▶ Passage given
%%

**(a)**

\begin{equation}

G(x,y,t) = \frac{1}{2 \sqrt{k \pi t}} e^{\frac{-(x-y)^2}{4kt}}\

\end{equation}

\begin{equation*}

u(x,t) = \int_{-\infty}^{\infty} G(x,y,t)g(y)dy \\

= \int_{-\infty}^{0} G(x,y,t)g(y)dy + \int_{0}^{\infty} G(x,y,t)g(y)dy \\

\end{equation*}

Let $-y = z$,

$$ = \int_{\infty}^{0} G(x,-z,t)g(-z)(-dz) + \int_{0}^{\infty} G(x,y,t)g(y)dy$$

We have Dirichlet boundary condition so g(z) is odd;$ g(-z) = -g(z).$

\begin{equation*}

= -\int_{\infty}^{0} G(x,-z,t)g(z)dz + \int_{0}^{\infty} G(x,y,t)g(y)dy\\

= -\int_{\infty}^{0} G(x,-y,t)g(y)dy + \int_{0}^{\infty} G(x,y,t)g(y)dy\\

= \int_{0}^{\infty}\big[G(x,y,t)g(y) - G(x,-y,t)g(y)\big]dy\\

= \int_{0}^{\infty} \frac{1}{2 \sqrt{k \pi t}} \left[ e^{\frac{-(x-y)^2}{4kt}} - e^{\frac{-(x+y)^2}{4kt}} \right] g(y)\,dy.\\

\end{equation*}

**(b)**

Neumann boundary conditions: $g(y)$ is even $\implies g(x) = g(-x)$

Making the same substitution as in **(a)**, we have:

\begin{equation*}

u(x,t) = \int_{0}^{\infty} \frac{1}{2 \sqrt{k \pi t}} \left[ e^{\frac{-(x-y)^2}{4kt}} + e^{\frac{-(x+y)^2}{4kt}} \right] g(y)\,dy.

\end{equation*}

%%

▶ Directive 1
Could you reproduce the whole heat equation derivation above verbatim?

▶ Materials provided
%%

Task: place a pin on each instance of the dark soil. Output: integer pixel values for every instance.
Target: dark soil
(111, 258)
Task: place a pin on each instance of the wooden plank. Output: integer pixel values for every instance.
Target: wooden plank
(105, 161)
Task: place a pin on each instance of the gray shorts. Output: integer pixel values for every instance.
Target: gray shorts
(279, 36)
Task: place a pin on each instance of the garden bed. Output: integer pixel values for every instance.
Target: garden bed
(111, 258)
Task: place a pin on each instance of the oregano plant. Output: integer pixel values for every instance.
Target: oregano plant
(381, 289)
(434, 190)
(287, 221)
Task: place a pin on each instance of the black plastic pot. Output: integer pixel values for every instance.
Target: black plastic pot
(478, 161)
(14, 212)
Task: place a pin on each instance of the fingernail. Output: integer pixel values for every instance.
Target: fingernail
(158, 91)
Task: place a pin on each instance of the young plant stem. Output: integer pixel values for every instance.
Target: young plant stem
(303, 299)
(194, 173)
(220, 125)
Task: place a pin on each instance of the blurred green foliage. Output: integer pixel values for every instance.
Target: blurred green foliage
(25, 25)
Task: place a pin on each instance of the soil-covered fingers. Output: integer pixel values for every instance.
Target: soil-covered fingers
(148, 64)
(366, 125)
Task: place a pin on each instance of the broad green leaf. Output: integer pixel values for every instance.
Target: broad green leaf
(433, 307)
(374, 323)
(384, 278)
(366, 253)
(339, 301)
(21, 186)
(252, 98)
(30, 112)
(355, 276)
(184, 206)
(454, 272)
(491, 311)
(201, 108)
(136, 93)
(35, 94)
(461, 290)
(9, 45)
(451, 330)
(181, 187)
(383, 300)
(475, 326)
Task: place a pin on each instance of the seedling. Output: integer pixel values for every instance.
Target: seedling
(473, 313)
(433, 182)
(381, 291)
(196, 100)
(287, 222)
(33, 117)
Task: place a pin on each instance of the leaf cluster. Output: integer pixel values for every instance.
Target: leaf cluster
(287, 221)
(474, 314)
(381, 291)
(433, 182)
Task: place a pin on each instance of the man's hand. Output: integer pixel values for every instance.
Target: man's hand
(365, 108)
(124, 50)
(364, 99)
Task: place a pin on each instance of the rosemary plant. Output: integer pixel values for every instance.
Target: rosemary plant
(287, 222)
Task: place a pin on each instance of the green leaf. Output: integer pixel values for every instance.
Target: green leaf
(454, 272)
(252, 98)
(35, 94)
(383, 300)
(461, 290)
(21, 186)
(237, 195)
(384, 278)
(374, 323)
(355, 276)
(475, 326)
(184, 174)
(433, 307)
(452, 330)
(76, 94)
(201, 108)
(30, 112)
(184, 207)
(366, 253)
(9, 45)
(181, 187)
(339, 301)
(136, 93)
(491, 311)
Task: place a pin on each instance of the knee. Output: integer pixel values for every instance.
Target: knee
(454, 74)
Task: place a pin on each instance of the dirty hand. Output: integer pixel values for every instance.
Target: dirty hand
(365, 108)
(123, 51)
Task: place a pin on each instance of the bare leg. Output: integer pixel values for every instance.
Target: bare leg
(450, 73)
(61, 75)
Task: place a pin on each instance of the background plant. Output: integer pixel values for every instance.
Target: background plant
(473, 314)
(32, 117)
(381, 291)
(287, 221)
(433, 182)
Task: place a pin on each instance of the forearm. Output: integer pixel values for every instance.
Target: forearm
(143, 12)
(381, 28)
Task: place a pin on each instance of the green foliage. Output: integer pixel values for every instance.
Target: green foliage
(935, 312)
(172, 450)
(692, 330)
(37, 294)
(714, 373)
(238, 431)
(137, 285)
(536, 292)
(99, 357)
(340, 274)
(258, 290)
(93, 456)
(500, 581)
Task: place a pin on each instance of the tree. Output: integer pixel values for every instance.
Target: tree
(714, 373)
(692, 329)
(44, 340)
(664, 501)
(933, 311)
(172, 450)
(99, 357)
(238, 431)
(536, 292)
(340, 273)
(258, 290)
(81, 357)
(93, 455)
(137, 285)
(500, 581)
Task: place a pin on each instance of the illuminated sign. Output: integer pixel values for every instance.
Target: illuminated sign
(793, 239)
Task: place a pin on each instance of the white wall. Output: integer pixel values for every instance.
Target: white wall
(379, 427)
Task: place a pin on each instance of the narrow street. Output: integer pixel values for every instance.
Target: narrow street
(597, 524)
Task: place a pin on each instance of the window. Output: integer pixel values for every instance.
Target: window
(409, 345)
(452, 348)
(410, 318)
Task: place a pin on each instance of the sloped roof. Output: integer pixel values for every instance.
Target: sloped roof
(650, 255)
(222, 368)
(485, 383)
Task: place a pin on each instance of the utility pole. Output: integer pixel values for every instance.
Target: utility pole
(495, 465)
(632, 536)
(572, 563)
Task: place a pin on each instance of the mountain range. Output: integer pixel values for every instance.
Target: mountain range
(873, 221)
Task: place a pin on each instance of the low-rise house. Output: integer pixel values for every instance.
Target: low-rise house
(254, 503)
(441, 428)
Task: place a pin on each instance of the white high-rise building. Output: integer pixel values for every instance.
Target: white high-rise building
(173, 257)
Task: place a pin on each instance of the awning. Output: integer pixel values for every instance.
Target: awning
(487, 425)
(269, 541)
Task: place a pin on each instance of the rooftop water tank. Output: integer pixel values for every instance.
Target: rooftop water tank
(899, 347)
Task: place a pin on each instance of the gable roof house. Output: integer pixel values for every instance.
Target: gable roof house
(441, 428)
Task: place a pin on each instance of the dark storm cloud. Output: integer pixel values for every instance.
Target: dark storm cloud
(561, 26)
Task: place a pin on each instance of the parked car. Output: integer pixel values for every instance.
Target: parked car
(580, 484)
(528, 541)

%%

▶ Directive 2
Which lines in the records above contain the string "utility"? Report each of those lines in full, and note that case counts.

▶ Response 1
**(a)**

\begin{equation}

G(x,y,t) = \frac{1}{2 \sqrt{k \pi t}} e^{\frac{-(x-y)^2}{4kt}}\

\end{equation}

\begin{equation*}

u(x,t) = \int_{-\infty}^{\infty} G(x,y,t)g(y)dy \\

= \int_{-\infty}^{0} G(x,y,t)g(y)dy + \int_{0}^{\infty} G(x,y,t)g(y)dy \\

\end{equation*}

Let $-y = z$,

$$ = \int_{\infty}^{0} G(x,-z,t)g(-z)(-dz) + \int_{0}^{\infty} G(x,y,t)g(y)dy$$

We have Dirichlet boundary condition so g(z) is odd;$ g(-z) = -g(z).$

\begin{equation*}

= -\int_{\infty}^{0} G(x,-z,t)g(z)dz + \int_{0}^{\infty} G(x,y,t)g(y)dy\\

= -\int_{\infty}^{0} G(x,-y,t)g(y)dy + \int_{0}^{\infty} G(x,y,t)g(y)dy\\

= \int_{0}^{\infty}\big[G(x,y,t)g(y) - G(x,-y,t)g(y)\big]dy\\

= \int_{0}^{\infty} \frac{1}{2 \sqrt{k \pi t}} \left[ e^{\frac{-(x-y)^2}{4kt}} - e^{\frac{-(x+y)^2}{4kt}} \right] g(y)\,dy.\\

\end{equation*}

**(b)**

Neumann boundary conditions: $g(y)$ is even $\implies g(x) = g(-x)$

Making the same substitution as in **(a)**, we have:

\begin{equation*}

u(x,t) = \int_{0}^{\infty} \frac{1}{2 \sqrt{k \pi t}} \left[ e^{\frac{-(x-y)^2}{4kt}} + e^{\frac{-(x+y)^2}{4kt}} \right] g(y)\,dy.

\end{equation*}

▶ Response 2
Task: place a pin on each instance of the utility pole. Output: integer pixel values for every instance.
Target: utility pole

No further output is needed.